## Problem statement:
Can you reproduce every entry below word for word, leaving out the pictures?
------------------------------------------------
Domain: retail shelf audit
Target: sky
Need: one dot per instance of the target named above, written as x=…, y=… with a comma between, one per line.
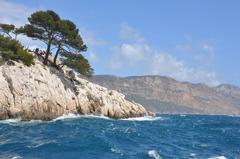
x=195, y=41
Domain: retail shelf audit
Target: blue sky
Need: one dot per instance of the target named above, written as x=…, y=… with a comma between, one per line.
x=196, y=41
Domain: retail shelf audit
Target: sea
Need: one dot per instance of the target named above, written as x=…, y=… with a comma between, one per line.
x=96, y=137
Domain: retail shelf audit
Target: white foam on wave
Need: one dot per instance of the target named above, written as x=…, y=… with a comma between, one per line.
------------------------------------------------
## Output of the task:
Domain: retail shelf audit
Target: sky
Need: one dot per instance of the target named above, written as x=…, y=… with a comma between, one per line.
x=195, y=41
Domain: retail shelf audit
Target: blue sky
Need: one dot per instance of the target named above, written as x=…, y=… with a comma between, one per line.
x=196, y=41
Domain: retail shelf audit
Target: sea
Need: one dot per instance of the target named above, written as x=…, y=… with a comma between, one per line.
x=96, y=137
Domain: retail shelf audit
Target: white foam on wave
Need: one dot per instance of the target named above, written as x=…, y=… with a comma between, one per line.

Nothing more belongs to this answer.